Please restate, word for word, the lines below that begin at the one with "Point out every instance of the small" and end at the one with "x=126, y=154". Leave out all other lines.

┌──

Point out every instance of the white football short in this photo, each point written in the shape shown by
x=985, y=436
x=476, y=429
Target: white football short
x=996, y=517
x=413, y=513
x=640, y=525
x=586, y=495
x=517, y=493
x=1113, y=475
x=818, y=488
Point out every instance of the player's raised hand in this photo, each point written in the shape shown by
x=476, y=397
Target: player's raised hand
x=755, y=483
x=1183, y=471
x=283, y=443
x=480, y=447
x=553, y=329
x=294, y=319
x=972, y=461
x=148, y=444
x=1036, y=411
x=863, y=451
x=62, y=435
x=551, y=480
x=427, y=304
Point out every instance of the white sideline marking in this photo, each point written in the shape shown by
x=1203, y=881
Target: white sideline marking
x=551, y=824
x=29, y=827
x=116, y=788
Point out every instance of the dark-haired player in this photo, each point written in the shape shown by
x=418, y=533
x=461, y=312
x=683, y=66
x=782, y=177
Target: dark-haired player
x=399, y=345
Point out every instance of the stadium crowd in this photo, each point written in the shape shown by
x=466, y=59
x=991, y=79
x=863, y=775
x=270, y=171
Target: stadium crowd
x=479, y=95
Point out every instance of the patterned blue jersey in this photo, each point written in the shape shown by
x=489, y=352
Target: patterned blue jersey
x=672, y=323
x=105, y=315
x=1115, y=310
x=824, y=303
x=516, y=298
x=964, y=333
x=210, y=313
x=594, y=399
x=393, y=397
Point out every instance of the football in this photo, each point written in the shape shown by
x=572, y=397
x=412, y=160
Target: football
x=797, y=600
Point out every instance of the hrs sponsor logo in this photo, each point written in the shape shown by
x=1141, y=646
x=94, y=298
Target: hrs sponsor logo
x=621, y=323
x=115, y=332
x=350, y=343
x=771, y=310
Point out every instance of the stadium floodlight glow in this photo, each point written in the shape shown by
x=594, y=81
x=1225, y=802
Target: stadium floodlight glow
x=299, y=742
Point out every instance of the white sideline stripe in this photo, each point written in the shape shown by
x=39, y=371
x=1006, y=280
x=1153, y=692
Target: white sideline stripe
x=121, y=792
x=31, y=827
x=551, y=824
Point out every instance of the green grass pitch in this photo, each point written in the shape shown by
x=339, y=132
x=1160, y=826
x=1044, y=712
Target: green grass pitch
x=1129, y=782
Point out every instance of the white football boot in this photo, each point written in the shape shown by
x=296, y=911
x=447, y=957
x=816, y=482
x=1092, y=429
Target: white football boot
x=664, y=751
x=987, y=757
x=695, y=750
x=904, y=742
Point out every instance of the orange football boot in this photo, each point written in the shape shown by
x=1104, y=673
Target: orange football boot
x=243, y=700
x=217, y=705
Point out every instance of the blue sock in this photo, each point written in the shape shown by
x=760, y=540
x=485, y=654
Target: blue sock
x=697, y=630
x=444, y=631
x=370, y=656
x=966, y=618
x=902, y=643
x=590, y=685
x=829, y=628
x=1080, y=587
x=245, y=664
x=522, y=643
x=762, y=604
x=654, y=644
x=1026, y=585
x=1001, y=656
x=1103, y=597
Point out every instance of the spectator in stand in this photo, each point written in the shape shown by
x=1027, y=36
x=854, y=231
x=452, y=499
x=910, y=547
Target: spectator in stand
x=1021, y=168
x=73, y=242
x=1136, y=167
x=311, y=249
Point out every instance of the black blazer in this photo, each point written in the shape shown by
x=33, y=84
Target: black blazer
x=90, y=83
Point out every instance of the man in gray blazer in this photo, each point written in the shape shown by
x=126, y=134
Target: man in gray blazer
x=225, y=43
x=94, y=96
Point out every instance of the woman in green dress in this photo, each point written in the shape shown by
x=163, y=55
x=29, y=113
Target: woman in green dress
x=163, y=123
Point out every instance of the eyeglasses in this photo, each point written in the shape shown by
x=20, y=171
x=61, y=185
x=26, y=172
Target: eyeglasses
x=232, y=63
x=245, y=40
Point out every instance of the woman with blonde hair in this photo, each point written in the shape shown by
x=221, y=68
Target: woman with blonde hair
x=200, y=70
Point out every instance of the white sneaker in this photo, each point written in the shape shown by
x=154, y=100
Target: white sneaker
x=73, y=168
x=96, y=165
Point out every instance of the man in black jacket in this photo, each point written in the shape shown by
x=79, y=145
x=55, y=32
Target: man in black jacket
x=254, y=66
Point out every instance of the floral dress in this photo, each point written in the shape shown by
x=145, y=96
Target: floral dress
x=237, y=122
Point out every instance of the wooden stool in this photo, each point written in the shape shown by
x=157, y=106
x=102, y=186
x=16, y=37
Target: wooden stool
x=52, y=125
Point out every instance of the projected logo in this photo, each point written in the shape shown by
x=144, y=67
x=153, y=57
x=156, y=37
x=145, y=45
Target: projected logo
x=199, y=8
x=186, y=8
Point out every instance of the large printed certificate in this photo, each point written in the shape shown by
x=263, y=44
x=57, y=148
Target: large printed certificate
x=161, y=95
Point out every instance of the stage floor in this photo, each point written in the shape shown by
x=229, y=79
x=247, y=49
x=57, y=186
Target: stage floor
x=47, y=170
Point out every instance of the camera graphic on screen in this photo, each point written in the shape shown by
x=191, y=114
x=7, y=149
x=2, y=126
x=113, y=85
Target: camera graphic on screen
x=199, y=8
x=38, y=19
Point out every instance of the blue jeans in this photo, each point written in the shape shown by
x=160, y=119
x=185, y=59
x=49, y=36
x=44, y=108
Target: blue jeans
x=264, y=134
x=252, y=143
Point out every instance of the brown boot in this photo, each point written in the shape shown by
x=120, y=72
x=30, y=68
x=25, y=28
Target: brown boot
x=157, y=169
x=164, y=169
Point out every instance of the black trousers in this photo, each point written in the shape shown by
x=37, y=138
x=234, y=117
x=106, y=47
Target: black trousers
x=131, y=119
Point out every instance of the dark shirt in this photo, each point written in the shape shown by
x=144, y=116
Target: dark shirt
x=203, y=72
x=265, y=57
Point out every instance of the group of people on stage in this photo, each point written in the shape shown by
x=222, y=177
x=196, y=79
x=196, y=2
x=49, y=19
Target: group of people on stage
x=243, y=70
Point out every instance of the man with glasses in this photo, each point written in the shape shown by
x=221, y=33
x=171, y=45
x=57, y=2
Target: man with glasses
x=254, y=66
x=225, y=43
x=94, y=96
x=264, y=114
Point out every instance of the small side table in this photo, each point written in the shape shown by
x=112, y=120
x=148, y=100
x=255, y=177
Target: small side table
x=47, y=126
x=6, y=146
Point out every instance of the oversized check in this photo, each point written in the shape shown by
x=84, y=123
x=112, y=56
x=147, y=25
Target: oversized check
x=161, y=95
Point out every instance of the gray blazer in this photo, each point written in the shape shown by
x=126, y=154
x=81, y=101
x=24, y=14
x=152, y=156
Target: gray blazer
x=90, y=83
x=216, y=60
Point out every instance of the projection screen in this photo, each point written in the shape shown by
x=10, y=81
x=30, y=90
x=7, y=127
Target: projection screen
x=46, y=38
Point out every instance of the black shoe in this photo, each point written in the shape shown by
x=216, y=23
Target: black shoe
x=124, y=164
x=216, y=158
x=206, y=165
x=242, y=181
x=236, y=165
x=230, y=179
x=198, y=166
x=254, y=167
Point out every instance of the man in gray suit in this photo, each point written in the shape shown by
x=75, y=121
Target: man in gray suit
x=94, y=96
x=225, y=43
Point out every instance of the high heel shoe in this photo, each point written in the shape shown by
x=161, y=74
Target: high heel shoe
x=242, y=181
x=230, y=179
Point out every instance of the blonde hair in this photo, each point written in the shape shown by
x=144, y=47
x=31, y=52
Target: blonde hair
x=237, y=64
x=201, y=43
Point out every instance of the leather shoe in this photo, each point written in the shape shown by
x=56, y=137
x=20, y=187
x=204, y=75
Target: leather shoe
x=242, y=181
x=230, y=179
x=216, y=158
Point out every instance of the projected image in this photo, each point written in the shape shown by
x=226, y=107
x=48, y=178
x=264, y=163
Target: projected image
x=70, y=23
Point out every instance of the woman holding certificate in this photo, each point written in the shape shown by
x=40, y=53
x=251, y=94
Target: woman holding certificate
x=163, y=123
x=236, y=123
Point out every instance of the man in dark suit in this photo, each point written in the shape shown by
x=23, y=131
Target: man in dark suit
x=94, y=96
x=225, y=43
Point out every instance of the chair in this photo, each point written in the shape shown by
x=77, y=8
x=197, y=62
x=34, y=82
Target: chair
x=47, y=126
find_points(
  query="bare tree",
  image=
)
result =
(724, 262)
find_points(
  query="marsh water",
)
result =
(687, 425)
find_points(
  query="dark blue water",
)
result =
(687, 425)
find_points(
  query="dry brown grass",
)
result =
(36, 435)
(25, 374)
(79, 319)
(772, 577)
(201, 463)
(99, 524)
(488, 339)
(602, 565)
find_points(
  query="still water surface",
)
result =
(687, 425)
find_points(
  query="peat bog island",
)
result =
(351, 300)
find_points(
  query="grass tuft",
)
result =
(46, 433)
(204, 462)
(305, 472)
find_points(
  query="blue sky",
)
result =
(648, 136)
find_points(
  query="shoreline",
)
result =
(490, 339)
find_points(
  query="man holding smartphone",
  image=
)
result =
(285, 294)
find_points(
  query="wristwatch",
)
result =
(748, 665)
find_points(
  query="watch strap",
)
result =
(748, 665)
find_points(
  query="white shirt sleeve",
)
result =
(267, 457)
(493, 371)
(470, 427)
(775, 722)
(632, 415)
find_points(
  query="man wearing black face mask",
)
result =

└──

## PROBLEM SOLUTION
Point out every instance of the small side table in this photo, each point written in the shape shown by
x=112, y=120
x=148, y=100
x=255, y=177
Target: small side table
x=47, y=126
x=6, y=146
Point out every instance of the oversized check in this photo, each point written in the shape shown by
x=84, y=123
x=112, y=56
x=147, y=25
Target: oversized check
x=161, y=95
Point out every instance of the gray blazer in this photo, each point written in the shape shown by
x=126, y=154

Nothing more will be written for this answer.